Reading text:
+-------+

# Reduction of child support



## Cheshire Cat (Jul 10, 2013)

Hi all,

First, my husband and I are not yet in R. We have been separated for almost 3 years now and we started talking about R in spring. There have been many ups and downs because my husband is still somewhat (or very?) wayward but things are getting better even though very slowly we are both still at the R table.

I filed for divorce in November /2011 but recently dropped it because our R talk got more serious. 

The latest development is, last Sunday, during a phone conversation he told me that he has a child support check for me. He got fired from his previous job in summer and the last payment (through CS collection agency) was deposited into my account in September.

With his new much less paying job the collection has not been set up and he calculated the amount of the check which is now almost a half of what it was before and told me that is all he could afford. (I haven't seen his pay stub)

In the meantime, his house is now in pending foreclosure and had to hire a lawyer to deal with it, but also paid (I don’t know how much) for this personal trainer certification course that he has been attending since September.

+-------+

Data shown:
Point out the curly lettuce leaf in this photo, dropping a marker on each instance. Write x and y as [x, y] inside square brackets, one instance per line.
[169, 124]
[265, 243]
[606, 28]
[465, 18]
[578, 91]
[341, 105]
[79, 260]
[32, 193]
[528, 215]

+-------+

Goals:
**a)** Name every month or season mentioned in the child support post, listing each only once.
**b)** According to the child support post, in which month was the last payment deposited into the writer's account?
**c)** Write out everything in the child support post from "First, my husband" down to "his pay stub)".
The lines above are separate material, distinct from the child support post.

Solutions to the tasks:
**a)** spring, November, summer, September

**b)** September

**c)**
First, my husband and I are not yet in R. We have been separated for almost 3 years now and we started talking about R in spring. There have been many ups and downs because my husband is still somewhat (or very?) wayward but things are getting better even though very slowly we are both still at the R table.

I filed for divorce in November /2011 but recently dropped it because our R talk got more serious. 

The latest development is, last Sunday, during a phone conversation he told me that he has a child support check for me. He got fired from his previous job in summer and the last payment (through CS collection agency) was deposited into my account in September.

With his new much less paying job the collection has not been set up and he calculated the amount of the check which is now almost a half of what it was before and told me that is all he could afford. (I haven't seen his pay stub)